"Se não se põe um travão a esta situação que está em deterioração constante, estão criadas as condições para uma conflitualidade que pode levar a uma situação lamentável", disse a diretora da AI para as Américas.

Erika Guevara-Rosas falava aos jornalistas no âmbito de uma visita de uma delegação da AI a Caracas, alertando que o país enfrenta "uma crise multiplicada por fatores" que afetam "direitos básicos fundamentais".

Por outro lado a AI emitiu hoje um comunicado advertindo que "a negação quase obsessiva das autoridades venezuelanas de que a emergência económica implica uma crise humanitária no país, a sua falta de autocrítica e o empenho em não solicitar ajuda internacional está pondo a vida e os direitos de milhões de pessoas em alto risco".

_EXCERTOS DOS DADOS_:
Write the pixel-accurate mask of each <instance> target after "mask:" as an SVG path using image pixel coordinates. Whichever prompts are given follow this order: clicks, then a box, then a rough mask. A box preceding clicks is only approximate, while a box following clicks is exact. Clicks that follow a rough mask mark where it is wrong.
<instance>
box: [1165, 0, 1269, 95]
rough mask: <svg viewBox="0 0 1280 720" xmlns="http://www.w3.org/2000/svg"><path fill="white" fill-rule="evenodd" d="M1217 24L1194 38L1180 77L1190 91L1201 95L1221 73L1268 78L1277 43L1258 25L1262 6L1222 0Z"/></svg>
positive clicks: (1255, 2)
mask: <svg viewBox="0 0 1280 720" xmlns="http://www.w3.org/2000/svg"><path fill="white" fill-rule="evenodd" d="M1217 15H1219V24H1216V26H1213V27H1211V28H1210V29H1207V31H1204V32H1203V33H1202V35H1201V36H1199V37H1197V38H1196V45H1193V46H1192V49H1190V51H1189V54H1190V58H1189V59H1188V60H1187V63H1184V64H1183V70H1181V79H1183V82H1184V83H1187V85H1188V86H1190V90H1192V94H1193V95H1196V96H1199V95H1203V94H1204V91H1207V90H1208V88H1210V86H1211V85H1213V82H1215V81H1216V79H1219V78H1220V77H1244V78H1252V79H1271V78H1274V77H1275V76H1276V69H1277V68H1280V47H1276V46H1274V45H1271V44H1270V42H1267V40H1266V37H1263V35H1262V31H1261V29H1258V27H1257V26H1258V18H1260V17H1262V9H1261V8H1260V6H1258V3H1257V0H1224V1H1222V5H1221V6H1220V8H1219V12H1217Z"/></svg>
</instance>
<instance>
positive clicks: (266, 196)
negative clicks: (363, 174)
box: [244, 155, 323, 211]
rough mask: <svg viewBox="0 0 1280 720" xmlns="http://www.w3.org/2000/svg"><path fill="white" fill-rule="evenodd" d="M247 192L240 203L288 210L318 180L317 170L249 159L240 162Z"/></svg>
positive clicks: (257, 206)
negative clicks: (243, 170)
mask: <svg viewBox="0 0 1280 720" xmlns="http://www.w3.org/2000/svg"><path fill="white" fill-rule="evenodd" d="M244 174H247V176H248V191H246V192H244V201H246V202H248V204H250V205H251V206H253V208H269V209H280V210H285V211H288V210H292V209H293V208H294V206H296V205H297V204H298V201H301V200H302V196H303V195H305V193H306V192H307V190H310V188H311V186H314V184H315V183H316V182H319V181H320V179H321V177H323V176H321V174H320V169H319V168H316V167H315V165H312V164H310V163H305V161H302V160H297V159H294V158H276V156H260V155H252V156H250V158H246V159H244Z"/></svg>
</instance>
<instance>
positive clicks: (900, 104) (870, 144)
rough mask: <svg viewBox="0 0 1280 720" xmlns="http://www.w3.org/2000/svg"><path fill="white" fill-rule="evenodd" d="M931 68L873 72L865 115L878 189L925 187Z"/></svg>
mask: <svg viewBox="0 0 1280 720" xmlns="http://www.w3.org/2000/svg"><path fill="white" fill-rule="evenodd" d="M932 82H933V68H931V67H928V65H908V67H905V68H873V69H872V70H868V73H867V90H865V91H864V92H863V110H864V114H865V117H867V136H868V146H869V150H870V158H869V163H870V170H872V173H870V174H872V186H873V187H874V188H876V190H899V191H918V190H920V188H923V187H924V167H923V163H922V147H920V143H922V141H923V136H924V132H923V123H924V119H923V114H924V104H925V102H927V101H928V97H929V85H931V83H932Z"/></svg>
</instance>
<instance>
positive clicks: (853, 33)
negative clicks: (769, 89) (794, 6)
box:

_INSTRUÇÕES_:
[a] Indique se cada afirmação está de acordo com o texto sobre a crise na Venezuela. Responda sim ou não e cite as palavras do texto que o decidem.
(i) Uma delegação da AI visitou Caracas.
(ii) Segundo o comunicado da AI, as autoridades venezuelanas pediram ajuda internacional.
(iii) O comunicado afirma que estão em alto risco a vida e os direitos de milhares de pessoas.
[b] Responda a estas perguntas com base no texto sobre a crise na Venezuela.
(i) Segundo a primeira citação, para que ficam criadas as condições se não se puser um travão à situação?
(ii) A quem falava Erika Guevara-Rosas?
(iii) Segundo o comunicado, que negação das autoridades venezuelanas é descrita como "quase obsessiva"?

_RESPOSTAS_:
[a]
(i) Sim: "uma visita de uma delegação da AI a Caracas".
(ii) Não: "o empenho em não solicitar ajuda internacional".
(iii) Não: "a vida e os direitos de milhões de pessoas em alto risco".

[b]
(i) Para uma conflitualidade que pode levar a uma situação lamentável.
(ii) Aos jornalistas.
(iii) A negação de que a emergência económica implica uma crise humanitária no país.